──────── Data for review

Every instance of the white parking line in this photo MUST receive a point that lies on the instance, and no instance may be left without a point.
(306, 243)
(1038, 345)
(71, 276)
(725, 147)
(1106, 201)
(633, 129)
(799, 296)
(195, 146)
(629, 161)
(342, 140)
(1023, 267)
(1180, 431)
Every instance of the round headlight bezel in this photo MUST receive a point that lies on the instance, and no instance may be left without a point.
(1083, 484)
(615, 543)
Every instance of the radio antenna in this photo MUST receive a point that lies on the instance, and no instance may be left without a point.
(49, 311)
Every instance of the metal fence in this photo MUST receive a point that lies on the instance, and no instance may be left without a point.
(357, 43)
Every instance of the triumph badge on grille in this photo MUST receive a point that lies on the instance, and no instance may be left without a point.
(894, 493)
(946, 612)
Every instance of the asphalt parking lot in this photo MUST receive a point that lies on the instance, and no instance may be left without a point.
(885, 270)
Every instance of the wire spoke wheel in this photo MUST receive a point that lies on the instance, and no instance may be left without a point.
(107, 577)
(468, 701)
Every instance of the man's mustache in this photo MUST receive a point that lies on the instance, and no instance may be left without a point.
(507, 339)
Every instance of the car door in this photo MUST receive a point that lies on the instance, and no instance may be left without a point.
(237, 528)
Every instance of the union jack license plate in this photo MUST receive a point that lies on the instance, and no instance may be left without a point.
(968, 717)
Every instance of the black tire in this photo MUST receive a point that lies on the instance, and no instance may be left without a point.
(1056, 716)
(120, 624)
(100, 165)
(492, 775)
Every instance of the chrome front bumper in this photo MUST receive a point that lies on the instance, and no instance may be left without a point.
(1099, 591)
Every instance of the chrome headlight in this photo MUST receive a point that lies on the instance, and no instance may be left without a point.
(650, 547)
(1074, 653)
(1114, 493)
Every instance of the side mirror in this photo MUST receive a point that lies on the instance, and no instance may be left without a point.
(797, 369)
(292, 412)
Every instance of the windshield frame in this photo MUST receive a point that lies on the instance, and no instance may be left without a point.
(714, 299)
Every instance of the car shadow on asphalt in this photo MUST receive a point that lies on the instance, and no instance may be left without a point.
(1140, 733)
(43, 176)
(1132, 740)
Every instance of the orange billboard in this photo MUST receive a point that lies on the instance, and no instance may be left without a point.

────────────────

- **What the task requires**: The answer consists solely of the lines from the one containing "Every instance of the black" through the last line of the data above, reproduced exactly.

- **Worked solution**:
Every instance of the black tire in this photo MUST receive a point that lies on the instance, and no instance may be left without a point.
(1056, 716)
(120, 624)
(100, 165)
(492, 775)
Every instance of the chrome front bumper in this photo MUST receive a point that lies on the instance, and no instance may be left without a point.
(1099, 591)
Every instance of the chrome headlight in this photo MUST receive a point that lies on the instance, and no instance may be left without a point.
(650, 547)
(1074, 653)
(1114, 493)
Every instance of the side mirror in this photo MUST receive a point that lies on the instance, and no instance may be left without a point.
(797, 369)
(292, 412)
Every instance of the windshield frame in this photo MUST receive a point that lies on the instance, and no instance may be left without a point.
(714, 299)
Every instance of the car shadow on asphalt in this photo MUST receive a point that lies on the instance, and no instance may be left without a point.
(1140, 733)
(43, 176)
(1132, 740)
Every instance of the orange billboard in this photo MUST receive a point that lies on the instance, and no instance may be left without a point.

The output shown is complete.